### Short task 1
In the Tennessee election article, rewrite the passage starting with "Tennessee features a" and going on through "low voter turnout.", changing "tight" to "close".
### Short task 2
Answer these questions using the Tennessee election article:
(a) How many lawsuits have been filed in connection with the election in Shelby County?
(b) How many years did Marsha Blackburn serve in the U.S. House?
(c) How much money have BlackPAC and Black Progressive Action Coalition put into the Senate race?

### Text

....................

- Associated Press - Sunday, November 4, 2018

MEMPHIS, Tenn. (AP) - Concerns about voter registrations and the security of electronic voting machines are looming over the upcoming election in Tennessee’s largest county.

Two lawsuits have been filed in connection with Tuesday’s pivotal election in Shelby County, the largest by population in Tennessee and the one that includes Memphis. Election officials there have pushed back against allegations of voter suppression and that they are not doing enough to protect the election process.

Tennessee features a race for governor and a tight U.S. Senate race between Republican Marsha Blackburn, who served 16 years in the U.S. House, and Democrat Phil Bredesen, a former Tennessee governor. The Senate race is being closely watched nationally as Democrats try to flip the seat in a state with relatively low voter turnout.

A pair of related political groups, of BlackPAC and Black Progressive Action Coalition, has infused $3.4 million into the Senate race to turn out the black vote in Memphis, Nashville, Chattanooga and Knoxville. The efforts include direct mail, radio ads, door knocking, and phone calls.

....................

### Listed records
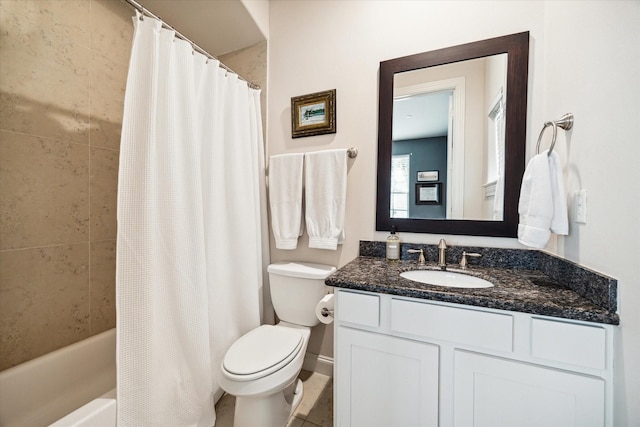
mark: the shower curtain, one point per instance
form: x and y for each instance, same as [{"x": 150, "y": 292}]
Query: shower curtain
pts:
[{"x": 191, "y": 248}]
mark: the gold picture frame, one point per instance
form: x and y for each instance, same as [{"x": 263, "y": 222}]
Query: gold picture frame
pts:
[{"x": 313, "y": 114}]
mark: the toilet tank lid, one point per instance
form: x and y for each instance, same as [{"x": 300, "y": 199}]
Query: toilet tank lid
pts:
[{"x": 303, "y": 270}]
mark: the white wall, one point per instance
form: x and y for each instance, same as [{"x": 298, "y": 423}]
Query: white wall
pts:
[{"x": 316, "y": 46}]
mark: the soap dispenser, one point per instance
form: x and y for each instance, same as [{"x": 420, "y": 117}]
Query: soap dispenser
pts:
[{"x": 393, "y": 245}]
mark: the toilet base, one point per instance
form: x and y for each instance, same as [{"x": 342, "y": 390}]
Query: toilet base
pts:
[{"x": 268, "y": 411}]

....................

### Task output 1
Tennessee features a race for governor and a close U.S. Senate race between Republican Marsha Blackburn, who served 16 years in the U.S. House, and Democrat Phil Bredesen, a former Tennessee governor. The Senate race is being closely watched nationally as Democrats try to flip the seat in a state with relatively low voter turnout.

### Task output 2
(a) Two
(b) 16 years
(c) $3.4 million